__Texto del documento__:
------------------------------------

Pensé que me había salvado de la
maldición. El 29 de febrero habíamos comido ñoquis bisiestos y,
como efecto rebote de ese rito, me confirmaron la traducción al
francés de uno de mis libros, un proyecto de investigación de larga
duración obtuvo un generoso financiamiento y apareció el primer
volumen de las Obras completas de Rubén Darío en edición
crítica, proyecto en el que veníamos trabajando hace seis años.
Por otro lado, la agenda de viajes internacionales, una vez que
aprendimos a domar el impuesto PAIS, se fue armando sin
contratiempos. Sólo la austeridad forzosa podía enturbiar mis días,
pero como ésta era (es) común y compartida, no me preocupaba
demasiado.
Pero los hados, cuanto más funestos,
tanto más traidores. Bien pronto a la amenaza local del dengue se le
sumó la amenaza global del coronavirus. Uno a uno, los viajes
internacionales empezaron a cancelarse, ya fuera porque quieren me
habían invitado se veían obligados a postergar las reuniones
planificadas, o porque si yo viajara debería recluirme durante dos
semanas a mi regreso sin chances para retomar mi trabajo.

------------------------------------

__Actividad__: Prosiga el relato anterior sobre el año bisiesto y la llegada del coronavirus a partir de su última oración.

------------------------------------

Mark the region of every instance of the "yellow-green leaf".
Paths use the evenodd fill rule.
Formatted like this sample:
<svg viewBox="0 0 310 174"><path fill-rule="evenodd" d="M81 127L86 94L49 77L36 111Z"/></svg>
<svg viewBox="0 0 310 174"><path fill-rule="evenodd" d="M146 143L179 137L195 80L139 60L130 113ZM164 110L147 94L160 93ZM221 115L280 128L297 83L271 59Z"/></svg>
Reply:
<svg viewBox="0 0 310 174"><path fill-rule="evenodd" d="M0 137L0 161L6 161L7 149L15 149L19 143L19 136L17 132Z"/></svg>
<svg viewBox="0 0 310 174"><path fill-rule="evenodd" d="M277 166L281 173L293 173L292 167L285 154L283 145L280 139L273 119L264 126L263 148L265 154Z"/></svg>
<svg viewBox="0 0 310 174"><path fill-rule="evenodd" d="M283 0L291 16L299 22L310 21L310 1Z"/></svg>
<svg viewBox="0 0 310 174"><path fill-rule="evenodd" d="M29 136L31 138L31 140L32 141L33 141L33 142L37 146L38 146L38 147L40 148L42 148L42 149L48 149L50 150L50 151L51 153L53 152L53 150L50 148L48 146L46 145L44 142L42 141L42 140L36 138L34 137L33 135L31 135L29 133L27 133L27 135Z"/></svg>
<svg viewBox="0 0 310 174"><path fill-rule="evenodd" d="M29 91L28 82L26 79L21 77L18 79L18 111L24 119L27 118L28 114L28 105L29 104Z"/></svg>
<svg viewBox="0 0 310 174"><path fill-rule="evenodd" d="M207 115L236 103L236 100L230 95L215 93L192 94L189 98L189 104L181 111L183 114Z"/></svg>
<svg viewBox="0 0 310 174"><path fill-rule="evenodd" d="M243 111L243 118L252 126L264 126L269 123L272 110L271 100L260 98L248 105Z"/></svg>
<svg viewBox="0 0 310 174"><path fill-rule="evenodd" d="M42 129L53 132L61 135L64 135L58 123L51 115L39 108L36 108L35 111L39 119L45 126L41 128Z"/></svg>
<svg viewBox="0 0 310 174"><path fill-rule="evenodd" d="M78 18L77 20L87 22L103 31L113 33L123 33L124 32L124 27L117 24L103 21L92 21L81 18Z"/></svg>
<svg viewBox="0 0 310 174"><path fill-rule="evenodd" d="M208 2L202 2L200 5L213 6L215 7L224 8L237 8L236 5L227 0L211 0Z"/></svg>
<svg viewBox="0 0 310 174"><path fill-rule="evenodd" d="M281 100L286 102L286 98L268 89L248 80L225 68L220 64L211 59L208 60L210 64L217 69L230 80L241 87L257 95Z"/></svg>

------------------------------------

__Respuesta escrita__:
No me importó demasiado, porque tarde
o temprano viajaría y tampoco me desesperaba por exponerme a un
patógeno que nadie sabía si mi cuerpo resistiría.
Organicé el tradicional asado de fin
de verano para homenajear a todas las personas que trabajan conmigo,
y esa mañana me levanté temprano para armar la cancha de
Badmington, me patiné en el pasto húmedo y me quebré el quinto
metacarpiano de la mano izquierda.
Cuatro semanas de yeso y la
imposibilidad de escribir (por lo menos a máquina). Como se conoce a
esa herida como "fractura del boxeador”, empecé a contestar
cuando me preguntan qué me pasó: “Me pelee al salir de la
discoteca, que está tan de moda”.
Lo cierto es que recibí un golpe
bisiesto, cuando menos lo esperaba, y ahora me dedico a dictarle a mi
computadora hasta que alguna peste me noquee.
Salió muy bien el dictado.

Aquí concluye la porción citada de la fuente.